> _Point labels for objects_
────────────────────────────────────────

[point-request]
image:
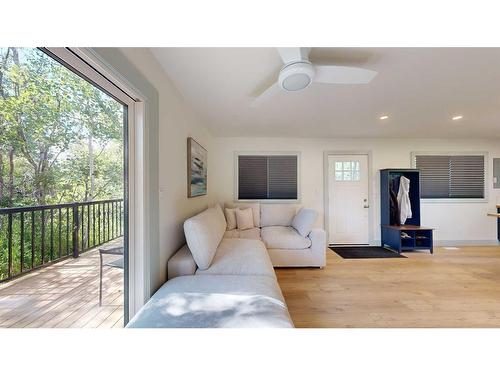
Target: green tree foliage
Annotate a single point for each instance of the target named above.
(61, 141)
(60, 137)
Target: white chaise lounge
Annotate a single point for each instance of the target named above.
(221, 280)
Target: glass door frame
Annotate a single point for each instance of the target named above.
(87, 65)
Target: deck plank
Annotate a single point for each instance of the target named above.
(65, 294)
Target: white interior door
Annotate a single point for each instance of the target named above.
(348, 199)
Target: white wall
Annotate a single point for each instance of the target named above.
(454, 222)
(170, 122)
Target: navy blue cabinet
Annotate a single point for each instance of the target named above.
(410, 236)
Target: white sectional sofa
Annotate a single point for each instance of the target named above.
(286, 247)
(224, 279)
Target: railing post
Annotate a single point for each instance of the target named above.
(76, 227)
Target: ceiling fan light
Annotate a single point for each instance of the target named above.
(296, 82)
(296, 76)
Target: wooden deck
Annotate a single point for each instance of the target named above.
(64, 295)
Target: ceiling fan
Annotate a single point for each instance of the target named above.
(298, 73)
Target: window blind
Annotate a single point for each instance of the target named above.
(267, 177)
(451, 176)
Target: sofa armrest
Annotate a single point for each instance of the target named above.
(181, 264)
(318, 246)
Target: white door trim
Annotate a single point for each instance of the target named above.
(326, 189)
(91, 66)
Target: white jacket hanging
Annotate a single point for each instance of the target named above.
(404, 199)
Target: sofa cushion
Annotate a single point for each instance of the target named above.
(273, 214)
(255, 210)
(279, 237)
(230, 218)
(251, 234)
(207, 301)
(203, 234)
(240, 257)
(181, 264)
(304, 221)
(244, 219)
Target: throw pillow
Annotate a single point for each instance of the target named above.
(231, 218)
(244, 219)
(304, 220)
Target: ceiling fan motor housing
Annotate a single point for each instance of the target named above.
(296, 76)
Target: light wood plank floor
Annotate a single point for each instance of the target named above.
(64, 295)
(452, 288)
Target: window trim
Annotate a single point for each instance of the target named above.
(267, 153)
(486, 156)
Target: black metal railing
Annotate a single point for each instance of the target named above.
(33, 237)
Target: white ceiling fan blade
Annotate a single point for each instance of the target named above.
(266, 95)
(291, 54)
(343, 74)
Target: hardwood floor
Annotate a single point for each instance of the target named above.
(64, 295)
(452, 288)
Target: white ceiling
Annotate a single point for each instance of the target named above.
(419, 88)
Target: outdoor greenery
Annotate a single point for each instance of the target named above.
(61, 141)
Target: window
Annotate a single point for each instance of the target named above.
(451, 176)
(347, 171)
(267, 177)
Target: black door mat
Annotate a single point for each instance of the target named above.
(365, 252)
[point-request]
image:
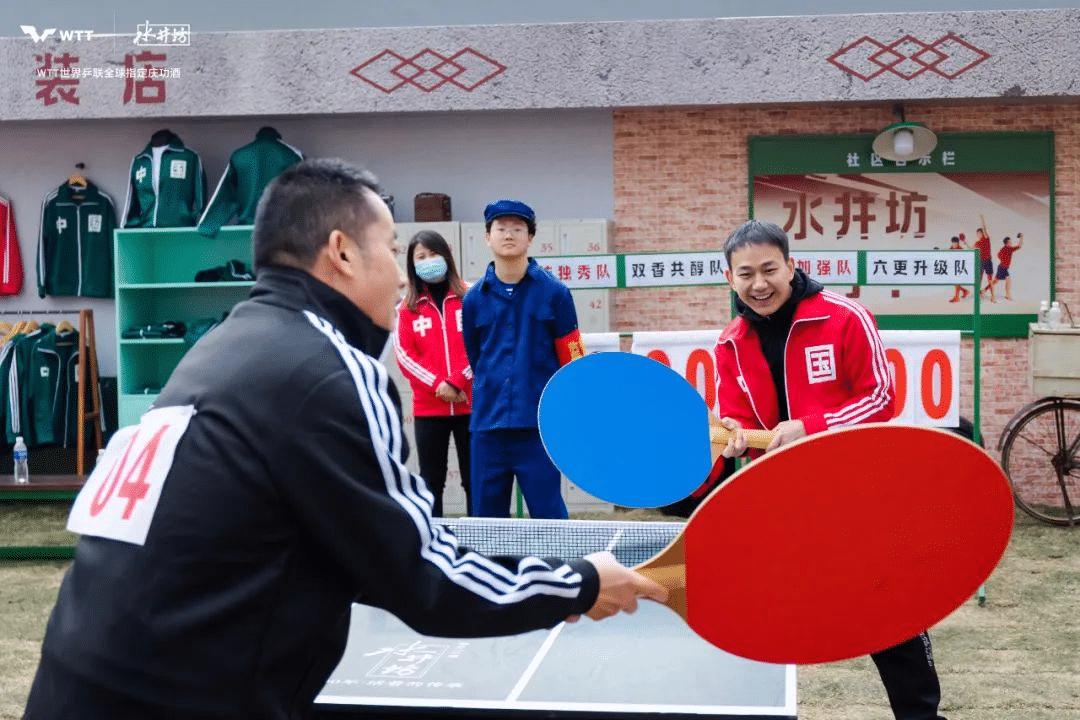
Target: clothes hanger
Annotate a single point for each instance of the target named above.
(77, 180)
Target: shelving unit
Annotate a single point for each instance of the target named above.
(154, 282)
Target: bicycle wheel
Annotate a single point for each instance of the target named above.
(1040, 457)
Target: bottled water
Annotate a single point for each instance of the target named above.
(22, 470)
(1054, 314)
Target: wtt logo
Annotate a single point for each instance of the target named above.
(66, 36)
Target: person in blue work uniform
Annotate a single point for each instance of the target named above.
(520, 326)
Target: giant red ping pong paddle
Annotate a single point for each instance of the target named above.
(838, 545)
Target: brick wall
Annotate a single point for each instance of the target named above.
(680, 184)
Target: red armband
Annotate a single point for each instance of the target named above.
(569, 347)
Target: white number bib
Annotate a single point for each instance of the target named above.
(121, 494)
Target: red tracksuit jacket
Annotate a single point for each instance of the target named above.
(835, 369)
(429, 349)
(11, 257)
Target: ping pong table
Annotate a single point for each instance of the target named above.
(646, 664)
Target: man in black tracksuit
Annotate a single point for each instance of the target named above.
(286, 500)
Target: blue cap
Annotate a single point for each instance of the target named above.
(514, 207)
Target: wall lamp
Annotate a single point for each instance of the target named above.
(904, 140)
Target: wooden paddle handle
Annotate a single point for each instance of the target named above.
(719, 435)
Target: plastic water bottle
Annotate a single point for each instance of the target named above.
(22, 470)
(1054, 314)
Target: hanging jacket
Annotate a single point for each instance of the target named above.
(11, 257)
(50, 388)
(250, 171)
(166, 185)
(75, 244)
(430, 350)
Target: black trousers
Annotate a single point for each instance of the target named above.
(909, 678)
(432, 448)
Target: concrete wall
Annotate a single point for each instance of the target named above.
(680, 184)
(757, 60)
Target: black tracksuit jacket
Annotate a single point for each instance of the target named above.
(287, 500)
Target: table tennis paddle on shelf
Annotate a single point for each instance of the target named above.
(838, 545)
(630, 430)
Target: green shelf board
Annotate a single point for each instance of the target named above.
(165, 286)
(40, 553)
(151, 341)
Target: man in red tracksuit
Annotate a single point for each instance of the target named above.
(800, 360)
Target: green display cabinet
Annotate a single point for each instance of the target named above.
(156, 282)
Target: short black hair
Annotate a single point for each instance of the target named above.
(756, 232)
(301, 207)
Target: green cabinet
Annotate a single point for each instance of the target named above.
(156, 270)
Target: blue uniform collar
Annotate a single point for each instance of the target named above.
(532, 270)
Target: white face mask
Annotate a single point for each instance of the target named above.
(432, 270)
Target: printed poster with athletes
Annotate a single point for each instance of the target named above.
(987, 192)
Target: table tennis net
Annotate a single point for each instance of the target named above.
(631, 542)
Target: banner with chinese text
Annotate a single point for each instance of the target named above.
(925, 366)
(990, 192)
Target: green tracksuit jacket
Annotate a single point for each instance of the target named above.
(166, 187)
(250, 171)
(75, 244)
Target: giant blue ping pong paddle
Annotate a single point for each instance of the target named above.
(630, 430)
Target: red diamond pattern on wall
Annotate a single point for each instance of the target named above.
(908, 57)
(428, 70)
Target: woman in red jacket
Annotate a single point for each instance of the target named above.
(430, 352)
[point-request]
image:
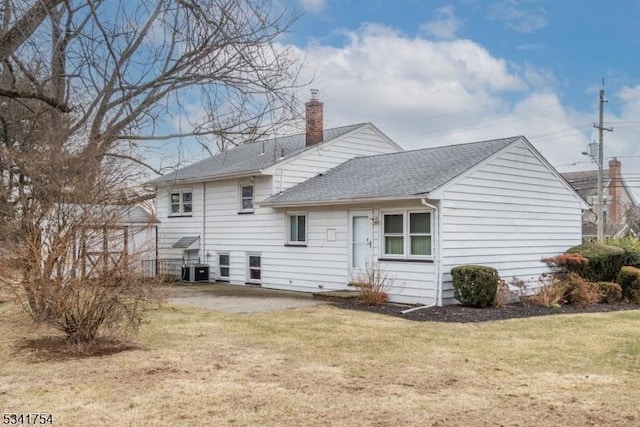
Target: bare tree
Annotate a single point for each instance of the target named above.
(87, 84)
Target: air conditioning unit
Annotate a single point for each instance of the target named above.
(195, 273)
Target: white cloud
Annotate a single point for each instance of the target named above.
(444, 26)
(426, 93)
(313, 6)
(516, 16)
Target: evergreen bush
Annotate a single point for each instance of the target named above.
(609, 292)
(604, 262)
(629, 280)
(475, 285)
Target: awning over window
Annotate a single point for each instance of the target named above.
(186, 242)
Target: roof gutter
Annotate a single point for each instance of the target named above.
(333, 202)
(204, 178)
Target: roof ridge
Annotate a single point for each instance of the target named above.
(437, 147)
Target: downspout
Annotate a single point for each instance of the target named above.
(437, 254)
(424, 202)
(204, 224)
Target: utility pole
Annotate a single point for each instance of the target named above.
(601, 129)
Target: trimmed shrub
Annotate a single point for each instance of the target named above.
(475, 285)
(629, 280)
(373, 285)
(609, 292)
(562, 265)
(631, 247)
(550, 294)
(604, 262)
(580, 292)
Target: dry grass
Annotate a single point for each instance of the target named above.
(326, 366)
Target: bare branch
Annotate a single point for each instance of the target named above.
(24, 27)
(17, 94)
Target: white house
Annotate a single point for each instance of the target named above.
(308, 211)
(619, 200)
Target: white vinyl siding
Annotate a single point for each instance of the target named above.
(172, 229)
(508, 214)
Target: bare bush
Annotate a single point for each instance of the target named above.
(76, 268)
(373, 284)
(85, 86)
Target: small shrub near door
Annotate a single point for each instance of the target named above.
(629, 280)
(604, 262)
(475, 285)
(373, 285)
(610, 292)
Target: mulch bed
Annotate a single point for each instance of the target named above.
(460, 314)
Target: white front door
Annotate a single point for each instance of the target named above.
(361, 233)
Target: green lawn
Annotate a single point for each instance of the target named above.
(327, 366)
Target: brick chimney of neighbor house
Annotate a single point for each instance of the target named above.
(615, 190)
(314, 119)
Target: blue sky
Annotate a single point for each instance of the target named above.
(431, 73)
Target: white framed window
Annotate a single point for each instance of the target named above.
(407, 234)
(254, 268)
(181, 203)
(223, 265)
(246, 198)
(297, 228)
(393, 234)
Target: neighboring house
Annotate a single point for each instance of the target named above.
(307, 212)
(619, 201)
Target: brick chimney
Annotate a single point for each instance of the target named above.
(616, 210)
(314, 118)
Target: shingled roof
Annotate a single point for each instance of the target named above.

────────────────────────────────────────

> _Required work_
Reproduce the entries word for word, starting at the line containing "Target: brick chimney of neighbor house" and continuing through the final line.

> _Correct answer_
Target: brick chimney of neighbor house
Annotate a single point for each instance of the target named above.
(615, 190)
(314, 119)
Target: blue sky
Annotate a single point for each instance of the target named above.
(431, 73)
Target: white framed window
Annotate a single point for each instance of the target named above.
(407, 234)
(254, 268)
(181, 203)
(223, 265)
(246, 198)
(297, 228)
(393, 234)
Target: neighboring house
Annotate a single point for each instance of the target named above.
(307, 212)
(619, 201)
Target: brick chimney
Annotate a single point for each instance of the target named above.
(616, 210)
(314, 118)
Target: shingled roof
Annotate a single point for each instance of the target named above.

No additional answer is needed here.